* [GOAL OF THE EXERCISE]:
Rewrite the lines from the one containing "Accessibility service: describe where the distant mountain" through the end of the material, requests included, scaling every bounding box coordinate by 1.75 and rounding to whole numbers with halves going up. Give only those lines, and leave the pictures out.
>> start
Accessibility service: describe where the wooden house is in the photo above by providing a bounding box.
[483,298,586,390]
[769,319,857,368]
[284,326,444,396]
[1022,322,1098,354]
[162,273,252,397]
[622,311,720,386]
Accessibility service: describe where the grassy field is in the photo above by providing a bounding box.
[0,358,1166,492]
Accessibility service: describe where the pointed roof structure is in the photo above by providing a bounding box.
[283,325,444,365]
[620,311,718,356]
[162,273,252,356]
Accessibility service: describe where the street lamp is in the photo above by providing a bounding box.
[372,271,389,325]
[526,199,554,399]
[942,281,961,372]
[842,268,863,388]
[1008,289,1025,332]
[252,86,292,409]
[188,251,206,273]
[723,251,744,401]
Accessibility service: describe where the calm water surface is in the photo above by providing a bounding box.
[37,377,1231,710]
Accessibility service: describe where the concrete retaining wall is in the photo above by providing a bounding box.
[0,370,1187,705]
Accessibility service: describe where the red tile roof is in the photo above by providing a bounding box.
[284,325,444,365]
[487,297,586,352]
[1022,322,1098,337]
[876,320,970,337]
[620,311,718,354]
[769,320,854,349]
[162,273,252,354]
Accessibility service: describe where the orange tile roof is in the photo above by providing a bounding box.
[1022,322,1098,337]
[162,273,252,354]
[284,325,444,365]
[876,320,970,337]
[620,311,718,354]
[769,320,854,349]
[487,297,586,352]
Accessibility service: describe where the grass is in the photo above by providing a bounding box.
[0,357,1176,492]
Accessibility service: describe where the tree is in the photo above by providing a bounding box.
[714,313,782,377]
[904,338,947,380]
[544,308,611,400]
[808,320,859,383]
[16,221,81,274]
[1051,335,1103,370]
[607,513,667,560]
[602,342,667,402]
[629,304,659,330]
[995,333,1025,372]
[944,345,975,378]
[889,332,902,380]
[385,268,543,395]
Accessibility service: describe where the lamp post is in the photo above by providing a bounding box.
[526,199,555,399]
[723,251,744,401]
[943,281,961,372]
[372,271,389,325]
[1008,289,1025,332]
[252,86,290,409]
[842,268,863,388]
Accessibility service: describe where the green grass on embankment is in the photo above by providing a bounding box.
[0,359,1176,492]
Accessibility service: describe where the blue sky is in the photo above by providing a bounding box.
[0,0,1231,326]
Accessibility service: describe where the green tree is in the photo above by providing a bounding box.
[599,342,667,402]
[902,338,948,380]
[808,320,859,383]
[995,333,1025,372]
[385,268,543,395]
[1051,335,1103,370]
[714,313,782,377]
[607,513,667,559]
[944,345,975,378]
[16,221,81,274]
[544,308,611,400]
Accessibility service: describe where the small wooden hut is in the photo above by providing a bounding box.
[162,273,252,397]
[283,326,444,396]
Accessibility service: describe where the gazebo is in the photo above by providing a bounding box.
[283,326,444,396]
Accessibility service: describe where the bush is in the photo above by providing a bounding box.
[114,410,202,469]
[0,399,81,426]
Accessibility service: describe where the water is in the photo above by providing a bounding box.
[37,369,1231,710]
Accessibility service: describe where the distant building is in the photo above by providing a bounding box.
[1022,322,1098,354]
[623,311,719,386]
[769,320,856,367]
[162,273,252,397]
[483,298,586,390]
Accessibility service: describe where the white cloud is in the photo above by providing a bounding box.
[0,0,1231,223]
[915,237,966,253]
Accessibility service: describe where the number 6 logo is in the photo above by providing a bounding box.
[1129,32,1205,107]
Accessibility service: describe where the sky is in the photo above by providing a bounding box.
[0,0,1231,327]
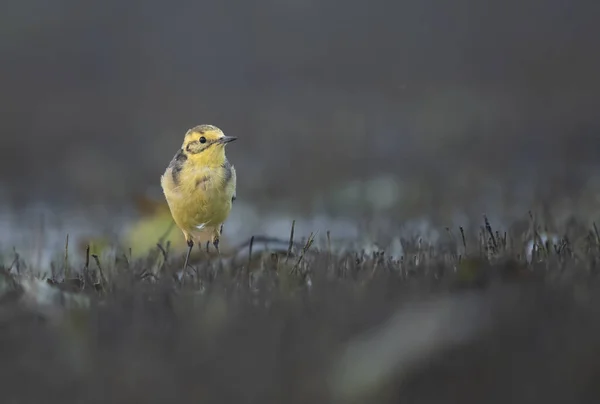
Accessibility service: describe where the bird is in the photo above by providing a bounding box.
[160,124,237,276]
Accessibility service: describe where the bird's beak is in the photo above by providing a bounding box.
[219,136,237,144]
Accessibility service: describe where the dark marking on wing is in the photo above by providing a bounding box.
[196,175,208,188]
[169,149,187,185]
[221,158,233,185]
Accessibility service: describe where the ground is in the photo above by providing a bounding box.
[0,213,600,403]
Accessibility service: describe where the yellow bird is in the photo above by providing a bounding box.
[160,125,237,272]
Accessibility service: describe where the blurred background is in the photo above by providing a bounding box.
[0,0,600,266]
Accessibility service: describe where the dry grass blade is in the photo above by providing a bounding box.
[290,232,315,273]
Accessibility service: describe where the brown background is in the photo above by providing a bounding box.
[0,0,600,216]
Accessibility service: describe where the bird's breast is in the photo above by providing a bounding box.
[162,164,233,229]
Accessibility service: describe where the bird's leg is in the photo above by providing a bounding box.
[212,225,223,255]
[181,238,194,280]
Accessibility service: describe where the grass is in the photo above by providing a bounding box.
[0,215,600,403]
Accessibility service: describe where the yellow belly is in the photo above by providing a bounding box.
[163,170,233,240]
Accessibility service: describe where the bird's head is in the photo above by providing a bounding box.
[181,125,237,166]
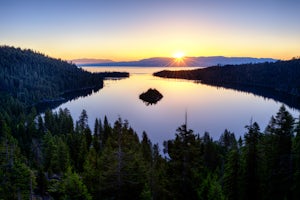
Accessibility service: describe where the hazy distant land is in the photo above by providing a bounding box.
[72,56,277,67]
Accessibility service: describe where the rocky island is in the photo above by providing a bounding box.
[140,88,163,106]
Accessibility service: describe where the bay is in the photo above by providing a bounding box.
[55,67,299,144]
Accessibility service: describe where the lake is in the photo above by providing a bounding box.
[55,67,299,145]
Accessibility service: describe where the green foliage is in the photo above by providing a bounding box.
[0,46,103,106]
[0,102,300,200]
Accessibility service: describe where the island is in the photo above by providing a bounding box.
[140,88,163,106]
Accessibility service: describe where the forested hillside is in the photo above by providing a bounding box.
[0,46,103,104]
[0,46,128,122]
[0,106,300,200]
[154,59,300,96]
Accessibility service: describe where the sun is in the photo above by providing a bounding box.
[173,51,185,59]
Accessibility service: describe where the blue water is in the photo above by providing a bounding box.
[55,67,299,144]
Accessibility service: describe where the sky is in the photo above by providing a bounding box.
[0,0,300,61]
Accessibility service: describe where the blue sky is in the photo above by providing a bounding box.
[0,0,300,60]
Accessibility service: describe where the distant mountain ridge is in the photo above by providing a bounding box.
[79,56,277,67]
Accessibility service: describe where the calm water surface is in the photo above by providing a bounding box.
[56,67,299,144]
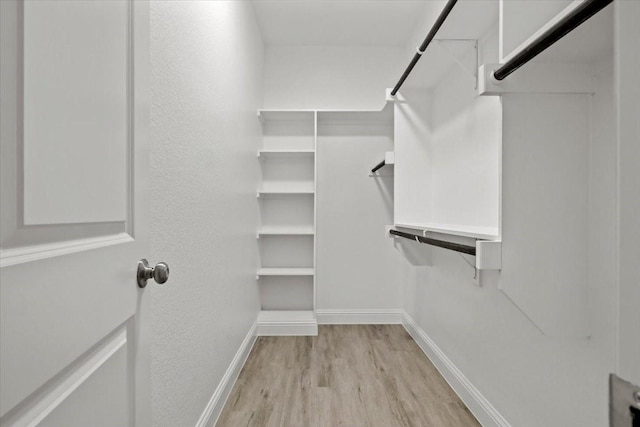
>> end
* [FULL SOLUTION]:
Accessibility service: describe where the distant mountain ridge is in the photo above by providing a bounding box.
[138,98,485,117]
Accessibility service: describe where the calm water surface is in the photo above by providing a bounding box.
[98,117,523,252]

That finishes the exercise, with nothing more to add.